RECORDS SUPPLIED:

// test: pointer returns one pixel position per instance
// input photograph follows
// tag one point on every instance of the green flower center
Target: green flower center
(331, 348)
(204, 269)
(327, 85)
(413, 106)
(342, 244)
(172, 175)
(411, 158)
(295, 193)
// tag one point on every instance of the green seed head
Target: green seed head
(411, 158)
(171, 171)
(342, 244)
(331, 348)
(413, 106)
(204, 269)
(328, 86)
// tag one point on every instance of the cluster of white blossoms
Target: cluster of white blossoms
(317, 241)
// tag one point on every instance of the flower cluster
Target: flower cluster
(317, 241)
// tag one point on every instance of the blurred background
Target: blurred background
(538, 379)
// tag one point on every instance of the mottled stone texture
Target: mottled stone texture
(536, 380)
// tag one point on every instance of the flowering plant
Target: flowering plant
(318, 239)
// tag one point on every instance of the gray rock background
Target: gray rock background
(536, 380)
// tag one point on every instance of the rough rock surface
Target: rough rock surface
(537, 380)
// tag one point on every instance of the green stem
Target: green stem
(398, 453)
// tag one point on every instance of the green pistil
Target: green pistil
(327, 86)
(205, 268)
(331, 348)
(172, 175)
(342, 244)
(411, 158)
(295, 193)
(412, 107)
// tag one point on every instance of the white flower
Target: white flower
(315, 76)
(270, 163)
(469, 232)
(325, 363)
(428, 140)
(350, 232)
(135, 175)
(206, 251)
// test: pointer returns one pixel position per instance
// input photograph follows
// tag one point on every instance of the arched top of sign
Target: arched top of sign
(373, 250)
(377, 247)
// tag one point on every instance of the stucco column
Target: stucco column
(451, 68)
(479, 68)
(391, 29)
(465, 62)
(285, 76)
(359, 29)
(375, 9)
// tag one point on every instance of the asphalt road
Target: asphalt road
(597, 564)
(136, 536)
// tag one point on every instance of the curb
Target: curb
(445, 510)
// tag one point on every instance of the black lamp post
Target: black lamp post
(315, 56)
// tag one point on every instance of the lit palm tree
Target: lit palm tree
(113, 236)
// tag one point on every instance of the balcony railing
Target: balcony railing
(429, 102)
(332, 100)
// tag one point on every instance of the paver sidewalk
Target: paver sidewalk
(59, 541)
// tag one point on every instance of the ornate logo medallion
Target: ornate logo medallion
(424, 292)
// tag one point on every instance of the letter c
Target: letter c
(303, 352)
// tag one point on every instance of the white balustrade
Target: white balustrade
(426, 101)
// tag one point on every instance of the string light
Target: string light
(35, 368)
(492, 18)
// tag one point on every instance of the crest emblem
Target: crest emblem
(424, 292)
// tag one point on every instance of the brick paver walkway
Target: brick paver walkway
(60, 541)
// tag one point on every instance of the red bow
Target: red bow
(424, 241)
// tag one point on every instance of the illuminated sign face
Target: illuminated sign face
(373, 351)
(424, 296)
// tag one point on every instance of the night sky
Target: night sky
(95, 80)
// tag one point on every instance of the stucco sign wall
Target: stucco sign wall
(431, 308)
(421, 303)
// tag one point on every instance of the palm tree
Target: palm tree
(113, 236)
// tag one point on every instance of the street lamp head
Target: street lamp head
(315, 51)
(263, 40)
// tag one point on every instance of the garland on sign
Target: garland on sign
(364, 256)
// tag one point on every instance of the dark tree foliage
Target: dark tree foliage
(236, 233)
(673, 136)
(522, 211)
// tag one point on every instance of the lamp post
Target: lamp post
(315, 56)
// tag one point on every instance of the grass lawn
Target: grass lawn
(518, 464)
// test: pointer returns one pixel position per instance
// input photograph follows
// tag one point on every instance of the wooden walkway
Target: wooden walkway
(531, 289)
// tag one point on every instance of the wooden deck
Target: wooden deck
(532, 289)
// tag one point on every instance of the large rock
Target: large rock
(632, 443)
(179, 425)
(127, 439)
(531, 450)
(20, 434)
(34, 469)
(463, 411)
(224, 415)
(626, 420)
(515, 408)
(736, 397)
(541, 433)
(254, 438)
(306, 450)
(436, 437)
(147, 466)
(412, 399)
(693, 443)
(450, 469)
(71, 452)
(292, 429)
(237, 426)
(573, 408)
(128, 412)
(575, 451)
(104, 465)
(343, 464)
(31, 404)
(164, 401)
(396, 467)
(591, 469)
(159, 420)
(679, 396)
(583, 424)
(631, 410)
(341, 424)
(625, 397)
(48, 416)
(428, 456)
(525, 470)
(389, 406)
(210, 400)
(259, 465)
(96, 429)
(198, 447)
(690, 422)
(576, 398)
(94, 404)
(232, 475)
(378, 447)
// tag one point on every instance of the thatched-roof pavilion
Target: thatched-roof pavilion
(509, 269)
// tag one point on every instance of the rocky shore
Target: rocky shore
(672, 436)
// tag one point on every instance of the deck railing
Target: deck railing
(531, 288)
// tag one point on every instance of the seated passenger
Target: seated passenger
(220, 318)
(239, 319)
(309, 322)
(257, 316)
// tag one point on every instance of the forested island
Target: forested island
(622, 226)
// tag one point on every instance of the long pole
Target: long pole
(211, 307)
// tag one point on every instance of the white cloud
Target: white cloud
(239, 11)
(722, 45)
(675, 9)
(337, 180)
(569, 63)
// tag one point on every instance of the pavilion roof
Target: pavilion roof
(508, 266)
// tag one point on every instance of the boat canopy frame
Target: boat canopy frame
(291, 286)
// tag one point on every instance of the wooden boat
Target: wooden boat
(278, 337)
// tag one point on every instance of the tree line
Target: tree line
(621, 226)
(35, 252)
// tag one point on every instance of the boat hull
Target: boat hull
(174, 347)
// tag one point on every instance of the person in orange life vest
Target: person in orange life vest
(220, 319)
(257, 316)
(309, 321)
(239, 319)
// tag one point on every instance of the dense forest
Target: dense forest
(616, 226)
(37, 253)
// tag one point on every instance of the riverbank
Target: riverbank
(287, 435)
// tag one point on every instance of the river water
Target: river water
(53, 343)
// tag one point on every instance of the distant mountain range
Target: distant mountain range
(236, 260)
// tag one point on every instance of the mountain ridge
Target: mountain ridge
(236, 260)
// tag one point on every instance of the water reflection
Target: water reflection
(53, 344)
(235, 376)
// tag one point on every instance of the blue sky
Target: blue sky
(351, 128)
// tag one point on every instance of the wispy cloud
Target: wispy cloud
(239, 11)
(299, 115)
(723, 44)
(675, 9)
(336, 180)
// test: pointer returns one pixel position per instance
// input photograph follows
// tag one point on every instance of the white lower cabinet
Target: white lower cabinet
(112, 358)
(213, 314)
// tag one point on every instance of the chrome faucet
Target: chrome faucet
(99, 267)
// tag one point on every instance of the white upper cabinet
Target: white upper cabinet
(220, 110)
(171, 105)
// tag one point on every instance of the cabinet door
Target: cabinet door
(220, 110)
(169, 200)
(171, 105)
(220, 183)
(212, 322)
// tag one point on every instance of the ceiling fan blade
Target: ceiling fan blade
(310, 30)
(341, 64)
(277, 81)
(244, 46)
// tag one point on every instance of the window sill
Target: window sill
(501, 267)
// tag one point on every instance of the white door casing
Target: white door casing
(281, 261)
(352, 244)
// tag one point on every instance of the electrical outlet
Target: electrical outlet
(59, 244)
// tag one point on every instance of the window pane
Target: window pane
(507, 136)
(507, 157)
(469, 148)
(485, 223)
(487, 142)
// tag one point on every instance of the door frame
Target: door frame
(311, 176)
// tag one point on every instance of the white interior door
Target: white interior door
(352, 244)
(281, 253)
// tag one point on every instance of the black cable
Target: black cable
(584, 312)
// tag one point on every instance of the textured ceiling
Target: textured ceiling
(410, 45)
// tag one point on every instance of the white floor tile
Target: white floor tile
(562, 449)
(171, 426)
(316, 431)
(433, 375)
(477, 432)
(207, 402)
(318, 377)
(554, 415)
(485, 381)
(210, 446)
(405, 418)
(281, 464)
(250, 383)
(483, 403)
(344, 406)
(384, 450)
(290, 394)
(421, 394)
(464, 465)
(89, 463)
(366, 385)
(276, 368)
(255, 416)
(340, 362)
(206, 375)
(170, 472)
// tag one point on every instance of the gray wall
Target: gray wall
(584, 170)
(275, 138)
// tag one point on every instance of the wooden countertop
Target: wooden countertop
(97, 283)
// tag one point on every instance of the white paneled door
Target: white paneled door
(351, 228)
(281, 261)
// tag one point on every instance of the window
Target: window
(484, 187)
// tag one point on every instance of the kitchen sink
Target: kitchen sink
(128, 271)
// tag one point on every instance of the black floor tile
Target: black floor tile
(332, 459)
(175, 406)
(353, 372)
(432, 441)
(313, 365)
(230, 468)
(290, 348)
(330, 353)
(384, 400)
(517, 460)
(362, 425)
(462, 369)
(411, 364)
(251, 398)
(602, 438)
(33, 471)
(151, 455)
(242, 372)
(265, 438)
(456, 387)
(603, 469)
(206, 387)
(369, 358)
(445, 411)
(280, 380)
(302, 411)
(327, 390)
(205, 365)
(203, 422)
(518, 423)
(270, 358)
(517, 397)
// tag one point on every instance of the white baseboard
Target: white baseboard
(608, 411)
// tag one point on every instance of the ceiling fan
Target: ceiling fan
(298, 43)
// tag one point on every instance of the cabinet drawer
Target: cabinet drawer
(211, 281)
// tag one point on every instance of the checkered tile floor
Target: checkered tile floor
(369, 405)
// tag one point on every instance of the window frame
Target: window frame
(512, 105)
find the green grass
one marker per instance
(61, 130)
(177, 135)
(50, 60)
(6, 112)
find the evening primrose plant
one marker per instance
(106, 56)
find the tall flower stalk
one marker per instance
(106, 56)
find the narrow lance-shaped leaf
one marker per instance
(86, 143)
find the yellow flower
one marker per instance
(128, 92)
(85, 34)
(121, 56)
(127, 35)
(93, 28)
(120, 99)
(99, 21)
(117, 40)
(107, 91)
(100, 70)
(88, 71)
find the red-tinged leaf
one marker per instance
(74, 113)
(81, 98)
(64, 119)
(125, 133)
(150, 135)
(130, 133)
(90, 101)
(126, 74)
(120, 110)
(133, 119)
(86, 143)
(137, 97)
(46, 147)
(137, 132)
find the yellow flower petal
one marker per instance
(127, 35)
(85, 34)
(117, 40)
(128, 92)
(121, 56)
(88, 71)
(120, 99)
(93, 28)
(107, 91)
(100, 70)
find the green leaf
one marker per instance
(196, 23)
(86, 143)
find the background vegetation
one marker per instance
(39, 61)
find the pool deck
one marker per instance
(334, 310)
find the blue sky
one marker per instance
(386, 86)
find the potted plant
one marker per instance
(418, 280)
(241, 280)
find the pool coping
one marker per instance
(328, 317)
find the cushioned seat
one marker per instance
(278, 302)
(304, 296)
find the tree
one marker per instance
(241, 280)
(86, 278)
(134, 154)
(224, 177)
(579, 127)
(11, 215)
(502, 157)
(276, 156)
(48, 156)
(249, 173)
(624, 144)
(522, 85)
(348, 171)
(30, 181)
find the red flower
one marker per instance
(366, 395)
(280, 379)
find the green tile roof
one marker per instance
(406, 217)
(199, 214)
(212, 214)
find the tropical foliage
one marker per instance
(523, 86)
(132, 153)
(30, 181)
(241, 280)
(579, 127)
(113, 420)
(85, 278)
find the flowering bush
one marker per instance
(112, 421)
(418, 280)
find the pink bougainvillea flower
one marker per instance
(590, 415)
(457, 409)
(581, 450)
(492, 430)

WHAT TO WORK ON:
Where the word "pool" shows up in a line of the entries above, copy that line.

COMPLETED EXERCISE:
find the pool deck
find the pool coping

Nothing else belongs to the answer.